Written exercise 1:
In the California carbon capture passage below, by what year does Executive Order B-55-18 call for carbon neutrality to be achieved?

Given passage:
California has an extensive regulatory framework that is rigorous, robust and will safeguard the environment, public health and safety during these activities. However, this framework cannot handle the timely permitting and deployment of sufficient projects to protect the rapidly worsening climate and support achieving the state’s climate goals, according to a report titled “Permitting Carbon Capture & Storage Projects in California” by Lawrence Livermore National Laboratory (LLNL).

California Executive Order B-55-18 established a goal of achieving carbon neutrality as soon as possible and no later than 2045 and achieving and maintaining net negative emissions thereafter.

Multiple in-depth analyses have shown that to achieve this goal, California will need to both intensify efforts in emission reduction measures and technologies that are already underway and deploy technologies that dramatically reduce existing emissions from large sources and remove carbon from the atmosphere directly.

Carbon capture and storage (CCS) refers to a large family of technologies that remove CO2 from large point sources or from the atmosphere directly, transport it (commonly by pipeline, truck, rail or barge) and then store it permanently and securely thousands of feet underground in the same types of rock formations that have held the carbon for millions of years in the form of fossil fuels. Many of the technologies involved are not new, and a sizable array of demonstration and early commercial-scale projects has emerged over the past two or more decades around the world.

[Location labeling entries]
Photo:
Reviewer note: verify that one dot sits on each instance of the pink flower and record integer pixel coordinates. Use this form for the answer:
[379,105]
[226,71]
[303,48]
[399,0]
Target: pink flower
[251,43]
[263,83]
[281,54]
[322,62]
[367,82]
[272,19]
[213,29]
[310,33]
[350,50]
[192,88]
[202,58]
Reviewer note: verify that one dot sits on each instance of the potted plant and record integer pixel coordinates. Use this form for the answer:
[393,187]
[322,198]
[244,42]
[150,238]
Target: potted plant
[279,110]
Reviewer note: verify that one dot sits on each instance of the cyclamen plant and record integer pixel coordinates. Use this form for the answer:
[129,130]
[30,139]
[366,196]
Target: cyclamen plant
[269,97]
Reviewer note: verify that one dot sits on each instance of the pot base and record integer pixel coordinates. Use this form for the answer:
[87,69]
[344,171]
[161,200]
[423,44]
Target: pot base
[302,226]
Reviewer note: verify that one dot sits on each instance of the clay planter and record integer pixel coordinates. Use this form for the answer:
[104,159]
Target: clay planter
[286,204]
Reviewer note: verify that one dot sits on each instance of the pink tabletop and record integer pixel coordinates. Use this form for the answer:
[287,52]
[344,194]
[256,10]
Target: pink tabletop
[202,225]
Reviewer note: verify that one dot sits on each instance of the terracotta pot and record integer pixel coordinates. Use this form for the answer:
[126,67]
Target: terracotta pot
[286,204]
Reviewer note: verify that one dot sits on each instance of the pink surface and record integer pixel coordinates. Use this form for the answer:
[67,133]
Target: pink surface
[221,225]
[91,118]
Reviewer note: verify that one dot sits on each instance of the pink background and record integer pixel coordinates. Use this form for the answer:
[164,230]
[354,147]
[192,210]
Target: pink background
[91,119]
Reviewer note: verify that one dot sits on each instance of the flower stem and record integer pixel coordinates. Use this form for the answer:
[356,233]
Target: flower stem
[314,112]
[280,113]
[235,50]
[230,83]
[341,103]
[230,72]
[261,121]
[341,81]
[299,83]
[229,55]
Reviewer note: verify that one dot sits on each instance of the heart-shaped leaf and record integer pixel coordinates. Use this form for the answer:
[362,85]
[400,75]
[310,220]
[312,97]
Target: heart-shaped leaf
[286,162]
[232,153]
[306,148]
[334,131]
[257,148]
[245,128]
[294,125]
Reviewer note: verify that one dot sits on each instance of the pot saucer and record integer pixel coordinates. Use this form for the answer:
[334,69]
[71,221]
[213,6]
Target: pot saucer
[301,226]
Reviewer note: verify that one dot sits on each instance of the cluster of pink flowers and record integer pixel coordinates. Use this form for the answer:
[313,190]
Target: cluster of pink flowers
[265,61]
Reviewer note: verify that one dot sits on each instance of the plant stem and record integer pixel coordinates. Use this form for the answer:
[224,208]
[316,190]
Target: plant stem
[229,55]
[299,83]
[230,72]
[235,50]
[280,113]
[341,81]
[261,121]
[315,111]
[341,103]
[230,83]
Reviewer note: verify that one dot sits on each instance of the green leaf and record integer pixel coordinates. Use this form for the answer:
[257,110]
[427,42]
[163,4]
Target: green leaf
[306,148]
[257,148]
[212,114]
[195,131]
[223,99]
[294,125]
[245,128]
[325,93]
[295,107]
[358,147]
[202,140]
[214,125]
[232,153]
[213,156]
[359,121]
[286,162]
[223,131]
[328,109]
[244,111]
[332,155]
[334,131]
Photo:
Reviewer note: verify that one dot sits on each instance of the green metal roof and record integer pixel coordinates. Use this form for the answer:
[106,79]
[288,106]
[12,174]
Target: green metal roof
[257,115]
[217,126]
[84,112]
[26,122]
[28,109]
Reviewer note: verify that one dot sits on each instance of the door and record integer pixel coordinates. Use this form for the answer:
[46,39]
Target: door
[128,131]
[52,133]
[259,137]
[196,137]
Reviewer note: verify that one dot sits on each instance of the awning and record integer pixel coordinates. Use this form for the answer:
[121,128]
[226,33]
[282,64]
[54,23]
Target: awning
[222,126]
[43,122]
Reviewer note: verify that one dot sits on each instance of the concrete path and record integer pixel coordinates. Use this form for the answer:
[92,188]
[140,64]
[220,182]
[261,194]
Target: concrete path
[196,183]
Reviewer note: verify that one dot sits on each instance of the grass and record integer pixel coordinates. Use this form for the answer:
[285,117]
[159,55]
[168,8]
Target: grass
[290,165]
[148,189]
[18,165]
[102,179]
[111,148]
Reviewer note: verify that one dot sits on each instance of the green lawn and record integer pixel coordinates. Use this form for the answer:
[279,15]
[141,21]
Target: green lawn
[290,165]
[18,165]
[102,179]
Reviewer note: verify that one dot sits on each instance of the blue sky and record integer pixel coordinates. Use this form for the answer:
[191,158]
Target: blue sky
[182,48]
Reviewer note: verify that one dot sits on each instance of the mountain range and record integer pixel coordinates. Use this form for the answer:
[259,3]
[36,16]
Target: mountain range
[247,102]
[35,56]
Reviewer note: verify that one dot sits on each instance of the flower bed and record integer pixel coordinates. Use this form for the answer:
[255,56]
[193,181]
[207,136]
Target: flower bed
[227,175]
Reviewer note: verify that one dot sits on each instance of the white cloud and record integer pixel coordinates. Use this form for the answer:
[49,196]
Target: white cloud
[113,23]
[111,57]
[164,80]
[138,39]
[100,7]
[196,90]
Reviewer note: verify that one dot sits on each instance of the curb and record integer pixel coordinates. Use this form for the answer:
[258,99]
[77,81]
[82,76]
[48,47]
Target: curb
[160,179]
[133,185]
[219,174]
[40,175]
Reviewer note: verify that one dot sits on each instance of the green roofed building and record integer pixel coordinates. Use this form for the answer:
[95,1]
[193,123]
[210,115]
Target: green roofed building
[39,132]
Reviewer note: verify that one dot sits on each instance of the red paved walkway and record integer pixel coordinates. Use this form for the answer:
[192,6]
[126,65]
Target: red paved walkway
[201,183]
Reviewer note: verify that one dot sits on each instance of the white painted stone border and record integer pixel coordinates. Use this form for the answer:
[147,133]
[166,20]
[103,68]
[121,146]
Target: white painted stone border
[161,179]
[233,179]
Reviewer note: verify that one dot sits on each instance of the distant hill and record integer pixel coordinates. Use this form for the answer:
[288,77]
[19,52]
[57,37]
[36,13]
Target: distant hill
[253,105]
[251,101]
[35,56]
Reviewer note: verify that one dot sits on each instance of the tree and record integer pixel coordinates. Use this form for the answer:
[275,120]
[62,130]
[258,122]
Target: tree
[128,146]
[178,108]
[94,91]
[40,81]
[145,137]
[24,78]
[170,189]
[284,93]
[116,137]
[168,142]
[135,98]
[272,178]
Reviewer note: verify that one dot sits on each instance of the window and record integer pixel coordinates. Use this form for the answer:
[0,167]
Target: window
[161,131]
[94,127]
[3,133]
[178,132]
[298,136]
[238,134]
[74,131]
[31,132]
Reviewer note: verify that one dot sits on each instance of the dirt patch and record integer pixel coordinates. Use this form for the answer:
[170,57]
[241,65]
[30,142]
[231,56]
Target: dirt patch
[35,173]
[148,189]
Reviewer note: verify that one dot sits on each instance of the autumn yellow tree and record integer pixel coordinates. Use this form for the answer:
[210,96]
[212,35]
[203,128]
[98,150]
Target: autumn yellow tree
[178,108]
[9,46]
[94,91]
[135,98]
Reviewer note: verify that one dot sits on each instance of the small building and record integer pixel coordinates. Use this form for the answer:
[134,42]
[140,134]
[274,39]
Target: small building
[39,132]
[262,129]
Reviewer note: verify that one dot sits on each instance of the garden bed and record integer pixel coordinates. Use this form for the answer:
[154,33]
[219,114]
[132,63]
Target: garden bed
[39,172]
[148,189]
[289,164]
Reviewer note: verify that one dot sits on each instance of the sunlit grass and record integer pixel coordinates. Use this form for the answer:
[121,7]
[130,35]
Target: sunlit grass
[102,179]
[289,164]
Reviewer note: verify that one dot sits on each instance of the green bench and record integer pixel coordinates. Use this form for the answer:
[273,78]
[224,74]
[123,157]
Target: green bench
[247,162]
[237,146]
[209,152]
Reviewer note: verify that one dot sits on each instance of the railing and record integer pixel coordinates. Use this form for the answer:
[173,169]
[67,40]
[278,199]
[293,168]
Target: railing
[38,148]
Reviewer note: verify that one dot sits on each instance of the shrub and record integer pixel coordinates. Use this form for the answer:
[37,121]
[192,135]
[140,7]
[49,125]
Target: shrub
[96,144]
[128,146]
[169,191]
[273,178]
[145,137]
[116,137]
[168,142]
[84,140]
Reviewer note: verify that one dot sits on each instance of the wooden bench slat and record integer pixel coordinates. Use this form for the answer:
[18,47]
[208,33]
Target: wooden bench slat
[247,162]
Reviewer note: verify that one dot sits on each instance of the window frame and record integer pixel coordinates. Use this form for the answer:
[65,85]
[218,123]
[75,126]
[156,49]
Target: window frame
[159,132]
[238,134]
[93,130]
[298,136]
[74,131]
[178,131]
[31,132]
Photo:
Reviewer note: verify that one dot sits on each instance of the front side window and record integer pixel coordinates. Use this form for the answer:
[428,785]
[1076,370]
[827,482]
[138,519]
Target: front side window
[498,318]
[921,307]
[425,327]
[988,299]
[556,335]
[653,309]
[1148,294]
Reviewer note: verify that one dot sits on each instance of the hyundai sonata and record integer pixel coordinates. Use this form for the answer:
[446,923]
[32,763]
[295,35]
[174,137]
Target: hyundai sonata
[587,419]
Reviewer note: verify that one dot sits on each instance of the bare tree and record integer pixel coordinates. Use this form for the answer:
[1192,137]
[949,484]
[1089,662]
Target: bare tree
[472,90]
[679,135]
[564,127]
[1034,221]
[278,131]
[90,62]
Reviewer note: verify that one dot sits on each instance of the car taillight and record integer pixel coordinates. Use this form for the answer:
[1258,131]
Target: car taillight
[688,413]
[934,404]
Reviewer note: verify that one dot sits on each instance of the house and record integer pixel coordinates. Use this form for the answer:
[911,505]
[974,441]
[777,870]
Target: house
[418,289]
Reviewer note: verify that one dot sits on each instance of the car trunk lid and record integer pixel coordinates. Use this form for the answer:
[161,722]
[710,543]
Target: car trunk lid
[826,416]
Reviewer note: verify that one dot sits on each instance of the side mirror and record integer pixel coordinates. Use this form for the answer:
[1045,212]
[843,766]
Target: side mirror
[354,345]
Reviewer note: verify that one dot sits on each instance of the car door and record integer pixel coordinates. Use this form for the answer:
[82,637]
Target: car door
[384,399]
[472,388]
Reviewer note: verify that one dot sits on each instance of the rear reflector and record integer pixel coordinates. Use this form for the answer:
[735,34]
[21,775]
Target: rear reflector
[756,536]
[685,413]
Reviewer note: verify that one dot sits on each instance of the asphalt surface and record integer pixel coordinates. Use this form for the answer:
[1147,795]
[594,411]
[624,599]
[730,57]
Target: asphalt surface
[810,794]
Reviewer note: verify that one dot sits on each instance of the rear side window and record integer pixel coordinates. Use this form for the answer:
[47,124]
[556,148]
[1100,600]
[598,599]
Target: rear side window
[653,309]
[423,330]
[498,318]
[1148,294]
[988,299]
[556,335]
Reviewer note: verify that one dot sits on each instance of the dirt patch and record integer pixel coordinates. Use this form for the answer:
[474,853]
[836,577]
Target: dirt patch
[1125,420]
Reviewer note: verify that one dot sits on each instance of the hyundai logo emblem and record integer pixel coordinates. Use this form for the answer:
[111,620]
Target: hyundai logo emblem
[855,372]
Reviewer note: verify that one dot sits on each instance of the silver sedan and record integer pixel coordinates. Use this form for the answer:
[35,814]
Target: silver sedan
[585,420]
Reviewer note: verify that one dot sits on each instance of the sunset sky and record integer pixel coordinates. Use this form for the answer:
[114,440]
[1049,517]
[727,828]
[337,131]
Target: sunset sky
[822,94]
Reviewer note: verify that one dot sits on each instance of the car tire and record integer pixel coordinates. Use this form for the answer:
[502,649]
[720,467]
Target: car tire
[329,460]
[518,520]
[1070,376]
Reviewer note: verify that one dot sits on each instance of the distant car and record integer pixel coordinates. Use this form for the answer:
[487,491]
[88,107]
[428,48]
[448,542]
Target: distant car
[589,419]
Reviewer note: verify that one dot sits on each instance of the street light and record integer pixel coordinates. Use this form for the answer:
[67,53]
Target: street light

Written exercise 2:
Please rewrite the entries, everything from the line containing "the distant car" down to the last line of the entries, with "integer" replaced by "whole-number" and nothing else changed.

Final answer 1:
No later than 2045.

Final answer 2:
Reviewer note: verify that one dot sits on each instance of the distant car and record whole-number pixel coordinates. Use this form for the answer:
[487,491]
[88,107]
[428,48]
[448,542]
Target: distant car
[589,419]
Reviewer note: verify that one dot sits on each instance of the street light and record whole-number pixel coordinates. Use this form for the answer:
[67,53]
Target: street light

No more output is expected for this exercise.